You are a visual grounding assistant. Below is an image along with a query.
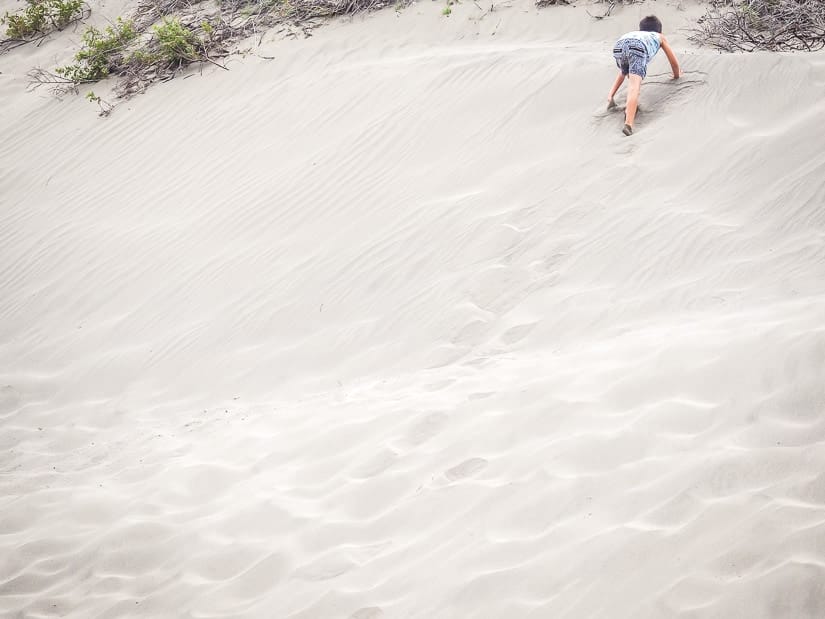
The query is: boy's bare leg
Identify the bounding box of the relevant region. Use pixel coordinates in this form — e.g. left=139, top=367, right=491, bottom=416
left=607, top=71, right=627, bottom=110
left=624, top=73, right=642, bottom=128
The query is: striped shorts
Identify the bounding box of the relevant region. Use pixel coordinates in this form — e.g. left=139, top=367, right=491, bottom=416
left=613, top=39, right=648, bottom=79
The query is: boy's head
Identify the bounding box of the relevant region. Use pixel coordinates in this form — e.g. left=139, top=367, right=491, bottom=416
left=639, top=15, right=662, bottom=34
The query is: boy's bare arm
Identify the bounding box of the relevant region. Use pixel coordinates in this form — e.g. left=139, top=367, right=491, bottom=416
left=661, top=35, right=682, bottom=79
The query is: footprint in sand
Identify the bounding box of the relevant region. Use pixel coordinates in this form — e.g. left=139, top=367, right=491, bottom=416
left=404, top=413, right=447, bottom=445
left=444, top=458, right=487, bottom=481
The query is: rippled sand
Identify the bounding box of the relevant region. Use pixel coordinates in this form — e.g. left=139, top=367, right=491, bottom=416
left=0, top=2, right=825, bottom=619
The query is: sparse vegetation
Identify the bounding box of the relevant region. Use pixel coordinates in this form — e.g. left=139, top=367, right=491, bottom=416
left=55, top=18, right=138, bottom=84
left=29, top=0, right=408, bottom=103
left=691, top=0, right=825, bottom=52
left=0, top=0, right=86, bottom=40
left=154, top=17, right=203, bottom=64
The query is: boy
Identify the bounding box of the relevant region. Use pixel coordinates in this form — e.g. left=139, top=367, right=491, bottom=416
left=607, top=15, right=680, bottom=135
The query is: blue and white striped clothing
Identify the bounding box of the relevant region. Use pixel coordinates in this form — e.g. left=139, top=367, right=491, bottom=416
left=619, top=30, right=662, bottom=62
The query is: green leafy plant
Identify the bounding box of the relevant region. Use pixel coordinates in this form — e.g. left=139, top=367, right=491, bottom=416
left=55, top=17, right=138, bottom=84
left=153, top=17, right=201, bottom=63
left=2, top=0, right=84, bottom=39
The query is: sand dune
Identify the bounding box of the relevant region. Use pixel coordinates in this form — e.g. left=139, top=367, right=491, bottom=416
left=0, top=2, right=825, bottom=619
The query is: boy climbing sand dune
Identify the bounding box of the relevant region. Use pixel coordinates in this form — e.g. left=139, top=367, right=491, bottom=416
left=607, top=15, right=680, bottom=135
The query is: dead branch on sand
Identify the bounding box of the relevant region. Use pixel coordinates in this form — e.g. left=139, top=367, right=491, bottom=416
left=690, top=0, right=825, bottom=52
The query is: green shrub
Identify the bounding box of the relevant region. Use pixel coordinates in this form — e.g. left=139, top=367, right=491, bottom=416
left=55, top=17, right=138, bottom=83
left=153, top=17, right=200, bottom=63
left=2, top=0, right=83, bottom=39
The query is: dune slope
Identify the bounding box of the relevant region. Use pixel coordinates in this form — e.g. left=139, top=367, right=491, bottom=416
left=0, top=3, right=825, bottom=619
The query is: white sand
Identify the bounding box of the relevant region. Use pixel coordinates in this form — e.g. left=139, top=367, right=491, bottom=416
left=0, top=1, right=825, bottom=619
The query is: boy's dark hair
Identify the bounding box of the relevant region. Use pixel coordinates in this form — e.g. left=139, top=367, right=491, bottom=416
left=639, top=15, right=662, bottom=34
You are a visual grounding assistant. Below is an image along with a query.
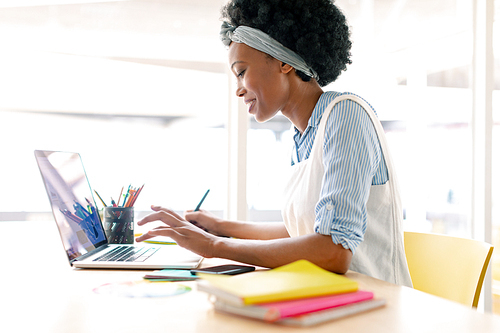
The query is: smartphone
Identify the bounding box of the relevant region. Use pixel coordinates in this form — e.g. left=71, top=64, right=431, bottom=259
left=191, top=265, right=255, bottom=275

════════════════════

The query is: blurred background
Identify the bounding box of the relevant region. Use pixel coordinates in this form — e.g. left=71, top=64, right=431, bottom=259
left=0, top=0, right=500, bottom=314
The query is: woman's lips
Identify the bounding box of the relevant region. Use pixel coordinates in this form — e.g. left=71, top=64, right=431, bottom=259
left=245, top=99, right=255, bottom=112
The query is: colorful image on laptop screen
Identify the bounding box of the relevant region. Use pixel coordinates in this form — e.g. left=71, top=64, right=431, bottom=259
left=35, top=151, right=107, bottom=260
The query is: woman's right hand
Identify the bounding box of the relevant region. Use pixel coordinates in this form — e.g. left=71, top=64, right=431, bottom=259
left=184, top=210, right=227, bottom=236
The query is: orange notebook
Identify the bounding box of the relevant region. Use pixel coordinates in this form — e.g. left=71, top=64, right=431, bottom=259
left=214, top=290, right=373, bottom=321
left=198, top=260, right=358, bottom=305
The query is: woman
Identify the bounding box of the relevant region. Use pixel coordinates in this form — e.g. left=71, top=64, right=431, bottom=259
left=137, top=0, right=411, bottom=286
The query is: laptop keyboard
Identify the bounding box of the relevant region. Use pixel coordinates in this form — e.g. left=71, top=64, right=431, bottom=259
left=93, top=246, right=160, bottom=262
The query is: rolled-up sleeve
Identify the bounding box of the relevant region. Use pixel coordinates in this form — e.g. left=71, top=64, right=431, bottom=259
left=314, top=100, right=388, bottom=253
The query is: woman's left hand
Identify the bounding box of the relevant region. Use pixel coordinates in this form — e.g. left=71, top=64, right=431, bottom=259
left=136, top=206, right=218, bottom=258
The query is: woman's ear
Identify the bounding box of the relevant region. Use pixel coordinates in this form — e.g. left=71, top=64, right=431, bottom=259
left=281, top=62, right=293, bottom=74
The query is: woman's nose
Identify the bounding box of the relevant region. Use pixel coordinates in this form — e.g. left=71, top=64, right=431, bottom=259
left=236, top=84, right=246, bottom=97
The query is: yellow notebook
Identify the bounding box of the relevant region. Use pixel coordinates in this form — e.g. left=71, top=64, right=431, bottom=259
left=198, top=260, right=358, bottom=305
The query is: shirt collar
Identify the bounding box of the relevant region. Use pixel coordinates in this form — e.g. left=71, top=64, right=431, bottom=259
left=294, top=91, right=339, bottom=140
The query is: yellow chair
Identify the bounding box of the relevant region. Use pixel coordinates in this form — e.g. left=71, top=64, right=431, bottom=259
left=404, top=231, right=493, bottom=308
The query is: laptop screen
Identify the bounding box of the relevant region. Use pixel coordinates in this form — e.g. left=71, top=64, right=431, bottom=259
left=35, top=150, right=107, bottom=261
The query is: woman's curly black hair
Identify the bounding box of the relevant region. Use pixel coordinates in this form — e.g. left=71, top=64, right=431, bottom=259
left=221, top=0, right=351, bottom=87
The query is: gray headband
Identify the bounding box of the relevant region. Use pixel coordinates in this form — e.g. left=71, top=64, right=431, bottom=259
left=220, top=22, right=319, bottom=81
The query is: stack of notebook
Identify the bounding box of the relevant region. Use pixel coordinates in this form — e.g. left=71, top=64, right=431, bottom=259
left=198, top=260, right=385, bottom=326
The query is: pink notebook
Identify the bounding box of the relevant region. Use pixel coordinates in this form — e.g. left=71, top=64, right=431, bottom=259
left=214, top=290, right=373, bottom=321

════════════════════

◆ DESCRIPTION OF THE TASK:
Reproduce the listing word for word, from the line containing "The query is: woman's right hand" down through the line containing "left=314, top=100, right=388, bottom=253", both of those lines included.

◆ THE OUTPUT:
The query is: woman's right hand
Identify the bounding box of the relevant region. Use pixel coordinates in this form — e.g. left=71, top=64, right=431, bottom=259
left=184, top=210, right=227, bottom=236
The query is: orange notebook
Identify the bounding box of the relevant region. Use pixel coordinates in this form — e.g. left=71, top=64, right=431, bottom=259
left=214, top=290, right=373, bottom=321
left=198, top=260, right=358, bottom=305
The query is: woman
Identify the bounding box of the relevant region. Use pixel coordinates in this form — e.g. left=71, top=64, right=431, bottom=259
left=137, top=0, right=411, bottom=286
The query is: laptop keyboard
Identify the bounding box of the relevant region. Use pixel coordinates in this form — e.g. left=71, top=64, right=431, bottom=259
left=93, top=246, right=160, bottom=262
The query is: rolled-up sleeve
Identify the bounding box of the relevant region. Use pixel coordinates in this form — e.g. left=71, top=64, right=431, bottom=259
left=314, top=100, right=388, bottom=253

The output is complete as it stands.